Begin DATASET

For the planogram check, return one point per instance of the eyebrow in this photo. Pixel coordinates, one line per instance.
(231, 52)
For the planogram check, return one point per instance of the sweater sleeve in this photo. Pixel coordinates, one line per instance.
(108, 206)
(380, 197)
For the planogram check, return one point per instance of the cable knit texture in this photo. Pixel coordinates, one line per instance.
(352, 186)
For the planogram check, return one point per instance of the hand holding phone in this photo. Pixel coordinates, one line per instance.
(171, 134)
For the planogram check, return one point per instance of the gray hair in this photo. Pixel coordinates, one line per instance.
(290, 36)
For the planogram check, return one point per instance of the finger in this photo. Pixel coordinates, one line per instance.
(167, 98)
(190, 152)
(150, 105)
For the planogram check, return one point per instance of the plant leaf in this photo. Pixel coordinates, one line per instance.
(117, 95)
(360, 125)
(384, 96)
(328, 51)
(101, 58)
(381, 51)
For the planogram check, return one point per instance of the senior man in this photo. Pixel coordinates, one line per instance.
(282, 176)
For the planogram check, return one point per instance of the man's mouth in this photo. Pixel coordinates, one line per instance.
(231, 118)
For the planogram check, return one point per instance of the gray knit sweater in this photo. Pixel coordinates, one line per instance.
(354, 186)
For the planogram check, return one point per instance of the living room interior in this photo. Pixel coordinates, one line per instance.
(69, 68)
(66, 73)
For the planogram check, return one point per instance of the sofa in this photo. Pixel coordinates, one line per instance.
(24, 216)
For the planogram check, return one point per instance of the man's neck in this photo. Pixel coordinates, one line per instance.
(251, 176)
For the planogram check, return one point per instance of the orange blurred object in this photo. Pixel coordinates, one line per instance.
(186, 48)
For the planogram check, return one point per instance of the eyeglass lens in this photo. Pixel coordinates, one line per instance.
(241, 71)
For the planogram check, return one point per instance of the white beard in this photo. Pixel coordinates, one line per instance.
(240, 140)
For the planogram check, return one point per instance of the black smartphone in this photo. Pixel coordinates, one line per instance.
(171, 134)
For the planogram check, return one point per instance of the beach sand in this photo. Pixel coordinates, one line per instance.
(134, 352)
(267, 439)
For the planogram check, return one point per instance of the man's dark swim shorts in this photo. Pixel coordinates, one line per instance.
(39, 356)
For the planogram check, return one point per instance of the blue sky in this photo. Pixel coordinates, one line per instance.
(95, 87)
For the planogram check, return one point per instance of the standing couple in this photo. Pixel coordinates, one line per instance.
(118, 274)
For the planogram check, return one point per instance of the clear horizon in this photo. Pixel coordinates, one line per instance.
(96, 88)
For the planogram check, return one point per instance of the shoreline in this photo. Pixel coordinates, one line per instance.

End DATASET

- YOUR GOAL: Copy all of the rows above word for word, keeping every line in its original order.

- PROBLEM SOLUTION:
For the planogram check, return one point per instance of the eyebrow in this photo. Pixel coordinates, one line per instance.
(231, 52)
For the planogram check, return one point per instance of the sweater sleeve in this photo. Pixel coordinates, one line per instance.
(108, 206)
(380, 197)
For the planogram check, return one point per instance of the cable knit texture in this photo. Pixel coordinates, one line per instance.
(352, 186)
For the planogram check, return one point per instance of the hand holding phone in this photo. Pixel coordinates, one line per instance.
(171, 134)
For the planogram check, return one point per instance of the gray hair in this photo. Pixel coordinates, one line per instance.
(290, 36)
For the planogram check, return one point per instance of the finger in this photo. Pixel coordinates, one line per instance.
(167, 98)
(190, 152)
(150, 105)
For the planogram check, return one point per instance of the plant leaf in this photo. Pixel coordinates, one line per instance.
(117, 95)
(360, 125)
(384, 96)
(328, 51)
(101, 58)
(381, 51)
For the planogram check, return one point per instance of the senior man in this photo. Pixel coordinates, one line per instance.
(282, 176)
For the planogram check, return one point per instance of the man's mouth in this photo. Pixel coordinates, one line per instance.
(231, 118)
For the planogram check, return one point per instance of the gray knit sweater in this photo. Pixel coordinates, one line per instance.
(354, 186)
For the planogram check, return one point per instance of the living room interior in this photo. Pixel coordinates, one line per instance.
(69, 68)
(66, 73)
For the planogram check, return one point per instance of the sofa in this photo. Pixel coordinates, one line per instance.
(24, 216)
For the planogram check, return one point per instance of the man's neck in this photo. Pixel coordinates, one line per instance.
(251, 176)
For the planogram check, return one point per instance of the orange blurred object in this photo. Pixel coordinates, one line per instance.
(186, 48)
For the planogram check, return one point per instance of the eyeglass lens in this photo. Pixel coordinates, one line per instance.
(241, 71)
For the planogram check, return one point per instance of the white beard in this photo. Pixel coordinates, one line per instance.
(240, 140)
For the planogram check, return one point per instance of the black smartphone in this photo. Pixel coordinates, one line per instance.
(171, 134)
For the planogram check, return one point per instance of the beach sand in this photo. Pixel coordinates, one line per instance.
(134, 352)
(267, 439)
For the planogram check, return one point per instance of the man's dark swim shorts in this photo. Pixel coordinates, one line per instance.
(39, 356)
For the planogram check, return one point per instance of the blue sky in this photo. Pixel coordinates, one line per instance.
(95, 87)
For the planogram check, return one point per instance of the standing couple in this photo. Pixel coordinates, one line per instance.
(118, 274)
For the planogram check, return one point per instance of the clear horizon in this photo. Pixel coordinates, one line per instance.
(96, 88)
For the planogram check, return one point per instance of the shoreline in this photo. Pixel coordinates, one line per instance.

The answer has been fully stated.